____ Recorded information

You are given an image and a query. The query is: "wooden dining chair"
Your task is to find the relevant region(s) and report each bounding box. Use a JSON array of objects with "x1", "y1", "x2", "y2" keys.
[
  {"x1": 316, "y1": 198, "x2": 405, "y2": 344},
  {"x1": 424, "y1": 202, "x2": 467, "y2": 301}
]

________

Description of the task:
Reproduce the records above verbatim, keeping every line, space, and character unchanged.

Complete answer:
You are given an image and a query. The query is: "wooden dining chair"
Your task is to find the relevant region(s) and report each bounding box. Use a JSON array of objects with "x1", "y1", "x2", "y2" keys.
[
  {"x1": 316, "y1": 198, "x2": 405, "y2": 344},
  {"x1": 424, "y1": 202, "x2": 467, "y2": 301}
]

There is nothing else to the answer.